TASK TO CARRY OUT =
Output the lines of the records as a JSON list of strings, one string per line with blank lines left out. Begin with the line that contains "of the yellow" and continue through the last line of the records.

Records of pointing at named objects

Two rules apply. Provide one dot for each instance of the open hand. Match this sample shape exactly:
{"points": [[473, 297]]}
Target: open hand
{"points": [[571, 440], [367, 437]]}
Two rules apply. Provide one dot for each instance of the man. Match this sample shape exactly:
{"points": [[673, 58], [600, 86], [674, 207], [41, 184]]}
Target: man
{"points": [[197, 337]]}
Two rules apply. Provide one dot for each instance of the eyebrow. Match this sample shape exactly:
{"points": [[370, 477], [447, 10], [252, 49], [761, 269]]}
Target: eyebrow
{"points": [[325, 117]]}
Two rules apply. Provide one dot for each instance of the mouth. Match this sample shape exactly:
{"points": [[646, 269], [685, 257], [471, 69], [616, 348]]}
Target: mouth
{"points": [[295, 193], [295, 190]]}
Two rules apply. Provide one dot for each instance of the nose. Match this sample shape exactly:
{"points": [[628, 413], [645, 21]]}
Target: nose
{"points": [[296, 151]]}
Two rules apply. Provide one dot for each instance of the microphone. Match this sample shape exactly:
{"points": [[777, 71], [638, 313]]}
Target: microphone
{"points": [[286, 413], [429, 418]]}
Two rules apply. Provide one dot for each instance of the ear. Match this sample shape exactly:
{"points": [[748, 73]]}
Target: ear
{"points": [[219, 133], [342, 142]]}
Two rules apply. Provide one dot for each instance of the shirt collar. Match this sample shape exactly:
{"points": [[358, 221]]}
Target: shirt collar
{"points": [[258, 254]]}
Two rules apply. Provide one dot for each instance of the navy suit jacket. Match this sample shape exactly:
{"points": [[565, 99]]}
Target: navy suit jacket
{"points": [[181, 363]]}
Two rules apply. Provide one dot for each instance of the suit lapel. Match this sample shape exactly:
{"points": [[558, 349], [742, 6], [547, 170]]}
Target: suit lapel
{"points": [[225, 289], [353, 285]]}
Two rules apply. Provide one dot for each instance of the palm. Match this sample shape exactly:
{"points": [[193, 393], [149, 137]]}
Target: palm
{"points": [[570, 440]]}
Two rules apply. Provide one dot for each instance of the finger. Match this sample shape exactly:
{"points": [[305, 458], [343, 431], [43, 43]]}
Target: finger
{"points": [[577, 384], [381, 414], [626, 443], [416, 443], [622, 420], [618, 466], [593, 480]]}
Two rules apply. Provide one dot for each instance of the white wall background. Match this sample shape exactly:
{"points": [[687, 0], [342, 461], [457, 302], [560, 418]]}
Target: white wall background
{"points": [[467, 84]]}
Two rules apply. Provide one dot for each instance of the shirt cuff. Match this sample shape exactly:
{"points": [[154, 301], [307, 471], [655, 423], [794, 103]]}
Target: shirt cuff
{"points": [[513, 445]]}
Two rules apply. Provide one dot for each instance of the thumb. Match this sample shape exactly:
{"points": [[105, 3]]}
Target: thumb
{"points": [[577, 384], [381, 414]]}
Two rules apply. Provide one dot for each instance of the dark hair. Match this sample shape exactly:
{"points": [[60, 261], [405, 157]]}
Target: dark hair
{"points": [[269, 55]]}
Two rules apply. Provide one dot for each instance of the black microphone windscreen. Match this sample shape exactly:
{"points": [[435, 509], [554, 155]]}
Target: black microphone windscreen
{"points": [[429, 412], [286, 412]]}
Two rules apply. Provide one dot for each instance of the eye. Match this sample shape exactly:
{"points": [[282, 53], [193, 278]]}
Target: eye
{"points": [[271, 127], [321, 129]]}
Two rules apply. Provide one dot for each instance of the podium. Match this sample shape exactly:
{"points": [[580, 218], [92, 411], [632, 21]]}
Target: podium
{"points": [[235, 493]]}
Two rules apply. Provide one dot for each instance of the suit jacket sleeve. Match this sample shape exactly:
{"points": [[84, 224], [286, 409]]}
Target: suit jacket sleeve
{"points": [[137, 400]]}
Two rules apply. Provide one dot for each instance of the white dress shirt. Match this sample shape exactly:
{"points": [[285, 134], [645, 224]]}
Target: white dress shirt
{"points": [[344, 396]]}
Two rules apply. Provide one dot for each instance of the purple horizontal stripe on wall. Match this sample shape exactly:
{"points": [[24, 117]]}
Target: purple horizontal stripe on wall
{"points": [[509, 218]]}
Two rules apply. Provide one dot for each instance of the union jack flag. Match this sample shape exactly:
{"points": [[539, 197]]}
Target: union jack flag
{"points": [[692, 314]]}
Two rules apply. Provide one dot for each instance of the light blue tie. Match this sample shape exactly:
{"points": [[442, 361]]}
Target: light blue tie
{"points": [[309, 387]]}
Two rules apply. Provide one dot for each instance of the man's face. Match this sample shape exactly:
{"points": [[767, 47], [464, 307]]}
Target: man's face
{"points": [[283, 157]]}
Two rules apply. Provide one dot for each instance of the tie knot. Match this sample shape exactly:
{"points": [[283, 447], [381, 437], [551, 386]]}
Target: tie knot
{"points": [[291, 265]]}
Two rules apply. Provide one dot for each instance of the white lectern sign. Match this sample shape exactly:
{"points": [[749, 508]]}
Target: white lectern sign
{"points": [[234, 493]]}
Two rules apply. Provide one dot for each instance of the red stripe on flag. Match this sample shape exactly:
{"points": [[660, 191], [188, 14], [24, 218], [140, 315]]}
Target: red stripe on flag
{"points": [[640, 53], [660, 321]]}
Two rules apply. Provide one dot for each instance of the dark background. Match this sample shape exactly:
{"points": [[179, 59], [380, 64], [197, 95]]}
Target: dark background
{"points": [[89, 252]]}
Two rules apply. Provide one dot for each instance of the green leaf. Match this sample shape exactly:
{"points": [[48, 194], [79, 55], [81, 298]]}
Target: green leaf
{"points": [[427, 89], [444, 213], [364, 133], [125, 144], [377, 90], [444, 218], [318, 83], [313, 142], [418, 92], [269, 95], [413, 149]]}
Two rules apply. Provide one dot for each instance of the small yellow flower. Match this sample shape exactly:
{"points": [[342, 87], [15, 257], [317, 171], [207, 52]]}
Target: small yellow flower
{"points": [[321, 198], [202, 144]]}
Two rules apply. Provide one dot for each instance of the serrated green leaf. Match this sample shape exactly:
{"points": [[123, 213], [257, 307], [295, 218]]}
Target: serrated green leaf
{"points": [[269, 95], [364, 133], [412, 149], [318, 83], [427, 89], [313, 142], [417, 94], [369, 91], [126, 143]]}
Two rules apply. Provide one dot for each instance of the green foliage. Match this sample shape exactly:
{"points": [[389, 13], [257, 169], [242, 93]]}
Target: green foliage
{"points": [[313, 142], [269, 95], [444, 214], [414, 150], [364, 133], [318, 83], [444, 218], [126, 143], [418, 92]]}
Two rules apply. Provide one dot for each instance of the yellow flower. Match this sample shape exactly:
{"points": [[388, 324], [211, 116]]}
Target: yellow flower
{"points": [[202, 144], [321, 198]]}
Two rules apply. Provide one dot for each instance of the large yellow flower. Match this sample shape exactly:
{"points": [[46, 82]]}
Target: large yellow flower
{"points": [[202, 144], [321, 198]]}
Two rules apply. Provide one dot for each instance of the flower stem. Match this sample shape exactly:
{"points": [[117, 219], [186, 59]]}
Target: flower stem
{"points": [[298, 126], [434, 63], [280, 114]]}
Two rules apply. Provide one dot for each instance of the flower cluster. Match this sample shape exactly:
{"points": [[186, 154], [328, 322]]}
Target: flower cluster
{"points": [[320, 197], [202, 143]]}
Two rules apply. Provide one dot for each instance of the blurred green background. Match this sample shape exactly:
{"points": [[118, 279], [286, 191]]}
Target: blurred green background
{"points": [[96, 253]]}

ANSWER FOR THIS EXERCISE =
[
  "Two rules apply. Provide one dot for each instance of the yellow flower. Match this sample shape exactly:",
  "{\"points\": [[388, 324], [211, 116]]}",
  "Target: yellow flower",
  "{\"points\": [[202, 144], [321, 198]]}",
  "Two rules apply. Provide one dot for each instance of the large yellow flower. Match this sample shape exactly:",
  "{\"points\": [[46, 82]]}",
  "Target: large yellow flower",
  "{\"points\": [[202, 144], [321, 198]]}",
  "Two rules apply. Provide one dot for each instance of the flower stem. Match this sample shape exactly:",
  "{\"points\": [[117, 219], [186, 59]]}",
  "Target: flower stem",
  "{\"points\": [[298, 126], [434, 63], [280, 114]]}",
  "Two rules apply. Provide one dot for each instance of the flower cluster. Match this sample shape exactly:",
  "{\"points\": [[186, 154], [328, 322]]}",
  "Target: flower cluster",
  "{\"points\": [[320, 197], [202, 143]]}",
  "Two rules apply. Provide one dot for each instance of the blurred green background. Match this sample shape exactly:",
  "{\"points\": [[118, 279], [286, 191]]}",
  "Target: blurred green background",
  "{\"points\": [[96, 253]]}"
]